**ZITIERTER TEXT:**
----

Fährt man auf der A1 Richtung Norden, passiert man rechterhand die Plattenbausiedlung Mümmelmannsberg. Waschbeton, Hochhäuser, ein Stadtteil vom Reißbrett, für Arbeiter geplant, von der Realität überholt.

Die Zahlen bestätigen die Getto-Geschichte des Stadtteils, zumindest auf den ersten Blick. Verglichen mit dem restlichen Hamburg leben in Mümmelmannsberg mehr Migranten und Empfänger von sogenannten Transferleistungen. Menschen, denen es trotz Arbeit nicht zum Leben reicht ohne staatliche Stütze. Aber eben auch überdurchschnittlich viele junge Menschen, darunter knapp die Hälfte in sogenannter „Mindestsicherung“, also in Kinderarmut.

Abgehängt?

----

**GESPEICHERTE DATENSÄTZE:**
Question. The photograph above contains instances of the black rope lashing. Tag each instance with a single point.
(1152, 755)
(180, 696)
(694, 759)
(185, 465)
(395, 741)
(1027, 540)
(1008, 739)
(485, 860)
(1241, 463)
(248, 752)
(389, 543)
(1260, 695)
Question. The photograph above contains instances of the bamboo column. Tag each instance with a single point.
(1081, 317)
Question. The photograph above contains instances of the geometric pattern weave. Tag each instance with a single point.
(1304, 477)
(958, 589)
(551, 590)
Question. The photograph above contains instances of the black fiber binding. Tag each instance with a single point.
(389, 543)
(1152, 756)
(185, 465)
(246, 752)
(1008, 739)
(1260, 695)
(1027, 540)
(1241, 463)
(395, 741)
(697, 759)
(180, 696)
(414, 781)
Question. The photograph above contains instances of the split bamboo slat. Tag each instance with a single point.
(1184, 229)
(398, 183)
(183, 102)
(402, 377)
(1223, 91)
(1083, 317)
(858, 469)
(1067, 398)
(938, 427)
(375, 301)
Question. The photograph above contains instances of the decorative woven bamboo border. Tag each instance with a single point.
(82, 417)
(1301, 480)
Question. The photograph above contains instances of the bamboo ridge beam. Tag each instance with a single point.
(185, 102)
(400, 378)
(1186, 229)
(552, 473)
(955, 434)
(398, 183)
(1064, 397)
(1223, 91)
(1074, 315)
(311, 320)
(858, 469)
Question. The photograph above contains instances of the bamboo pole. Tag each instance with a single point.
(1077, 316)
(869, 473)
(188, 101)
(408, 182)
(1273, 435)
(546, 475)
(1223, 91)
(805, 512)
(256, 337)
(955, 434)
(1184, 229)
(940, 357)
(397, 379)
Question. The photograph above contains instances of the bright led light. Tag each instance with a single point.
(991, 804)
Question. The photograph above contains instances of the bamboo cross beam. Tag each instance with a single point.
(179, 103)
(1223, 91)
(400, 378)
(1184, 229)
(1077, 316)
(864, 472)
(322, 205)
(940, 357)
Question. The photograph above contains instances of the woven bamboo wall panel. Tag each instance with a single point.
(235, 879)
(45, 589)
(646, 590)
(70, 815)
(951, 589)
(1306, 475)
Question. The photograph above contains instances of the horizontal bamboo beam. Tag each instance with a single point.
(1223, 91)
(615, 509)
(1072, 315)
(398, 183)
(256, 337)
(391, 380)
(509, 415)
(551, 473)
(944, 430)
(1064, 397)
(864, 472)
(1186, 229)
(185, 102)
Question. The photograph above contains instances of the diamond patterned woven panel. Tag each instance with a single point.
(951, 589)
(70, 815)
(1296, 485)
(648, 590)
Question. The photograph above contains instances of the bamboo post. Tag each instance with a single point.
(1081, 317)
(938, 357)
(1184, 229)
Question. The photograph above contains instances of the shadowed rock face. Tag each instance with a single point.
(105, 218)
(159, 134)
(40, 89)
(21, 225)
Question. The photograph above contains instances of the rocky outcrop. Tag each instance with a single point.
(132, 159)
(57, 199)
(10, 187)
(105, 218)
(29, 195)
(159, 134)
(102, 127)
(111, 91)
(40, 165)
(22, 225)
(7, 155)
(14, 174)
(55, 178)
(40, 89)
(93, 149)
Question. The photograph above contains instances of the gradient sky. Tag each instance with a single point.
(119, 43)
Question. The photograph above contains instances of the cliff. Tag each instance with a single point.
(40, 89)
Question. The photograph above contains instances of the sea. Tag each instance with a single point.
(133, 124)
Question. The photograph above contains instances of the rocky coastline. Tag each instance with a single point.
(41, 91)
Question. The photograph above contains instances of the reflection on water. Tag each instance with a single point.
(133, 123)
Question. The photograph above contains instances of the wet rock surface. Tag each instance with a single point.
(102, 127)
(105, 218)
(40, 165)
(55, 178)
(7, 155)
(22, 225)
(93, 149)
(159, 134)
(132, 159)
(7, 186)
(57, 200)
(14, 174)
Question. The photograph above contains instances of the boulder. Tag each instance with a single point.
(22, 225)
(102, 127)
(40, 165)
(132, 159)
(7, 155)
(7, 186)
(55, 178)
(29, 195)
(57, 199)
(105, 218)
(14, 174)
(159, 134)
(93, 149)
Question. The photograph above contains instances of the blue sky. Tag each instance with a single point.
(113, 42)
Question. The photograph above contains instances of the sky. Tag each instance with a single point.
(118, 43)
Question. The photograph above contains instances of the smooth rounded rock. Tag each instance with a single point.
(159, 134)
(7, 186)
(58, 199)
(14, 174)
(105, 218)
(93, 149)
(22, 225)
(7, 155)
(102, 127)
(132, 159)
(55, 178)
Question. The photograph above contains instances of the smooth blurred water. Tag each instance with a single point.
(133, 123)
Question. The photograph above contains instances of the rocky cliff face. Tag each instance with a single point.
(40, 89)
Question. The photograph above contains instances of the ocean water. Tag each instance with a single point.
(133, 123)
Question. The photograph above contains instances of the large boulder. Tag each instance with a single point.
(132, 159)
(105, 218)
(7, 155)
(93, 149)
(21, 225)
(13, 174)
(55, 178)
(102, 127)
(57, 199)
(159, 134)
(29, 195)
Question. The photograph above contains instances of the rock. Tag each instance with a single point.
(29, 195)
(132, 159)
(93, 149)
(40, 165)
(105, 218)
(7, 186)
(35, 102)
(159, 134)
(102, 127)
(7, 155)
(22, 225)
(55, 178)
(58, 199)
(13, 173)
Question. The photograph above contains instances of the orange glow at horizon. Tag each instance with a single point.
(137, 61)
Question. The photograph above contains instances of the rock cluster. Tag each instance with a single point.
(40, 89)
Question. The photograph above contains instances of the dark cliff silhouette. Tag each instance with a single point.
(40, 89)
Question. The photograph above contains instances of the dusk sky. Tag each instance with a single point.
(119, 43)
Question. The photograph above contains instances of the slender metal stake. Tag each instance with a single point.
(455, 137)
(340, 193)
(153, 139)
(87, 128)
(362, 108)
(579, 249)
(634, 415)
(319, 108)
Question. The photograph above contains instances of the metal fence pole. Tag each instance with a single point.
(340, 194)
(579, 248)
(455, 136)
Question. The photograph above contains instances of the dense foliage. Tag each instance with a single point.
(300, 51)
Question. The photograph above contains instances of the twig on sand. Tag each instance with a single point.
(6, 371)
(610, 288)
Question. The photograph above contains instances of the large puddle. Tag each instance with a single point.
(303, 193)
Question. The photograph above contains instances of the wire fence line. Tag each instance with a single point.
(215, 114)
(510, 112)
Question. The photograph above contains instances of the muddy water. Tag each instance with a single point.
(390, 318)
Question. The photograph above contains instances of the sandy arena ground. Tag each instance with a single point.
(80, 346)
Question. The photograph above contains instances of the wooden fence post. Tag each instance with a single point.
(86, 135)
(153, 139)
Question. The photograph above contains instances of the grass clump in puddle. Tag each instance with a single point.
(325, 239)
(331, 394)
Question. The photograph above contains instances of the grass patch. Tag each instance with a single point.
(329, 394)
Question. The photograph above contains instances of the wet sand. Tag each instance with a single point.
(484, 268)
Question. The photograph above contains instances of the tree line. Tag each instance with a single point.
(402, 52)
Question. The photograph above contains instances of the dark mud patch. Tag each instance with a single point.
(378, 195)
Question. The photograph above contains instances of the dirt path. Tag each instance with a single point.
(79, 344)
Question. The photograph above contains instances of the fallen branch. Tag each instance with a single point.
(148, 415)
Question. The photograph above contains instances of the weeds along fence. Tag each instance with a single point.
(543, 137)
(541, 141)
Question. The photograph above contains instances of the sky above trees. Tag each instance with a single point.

----

**AUFGABENSTELLUNG:** Prüfen Sie, ob die Aussagen (a) bis (c) mit dem Text über Mümmelmannsberg übereinstimmen, und beantworten Sie jede mit Ja oder Nein samt der entscheidenden Textstelle im Wortlaut. (a) Wer auf der A1 Richtung Norden fährt, hat Mümmelmannsberg zur Linken. (b) Im Vergleich zum restlichen Hamburg leben in Mümmelmannsberg mehr Migranten. (c) Knapp die Hälfte der jungen Menschen im Stadtteil lebt in sogenannter Mindestsicherung.

**LÖSUNG:**
(a) Nein: »Fährt man auf der A1 Richtung Norden, passiert man rechterhand die Plattenbausiedlung Mümmelmannsberg.«
(b) Ja: »Verglichen mit dem restlichen Hamburg leben in Mümmelmannsberg mehr Migranten«
(c) Ja: »darunter knapp die Hälfte in sogenannter „Mindestsicherung“, also in Kinderarmut.«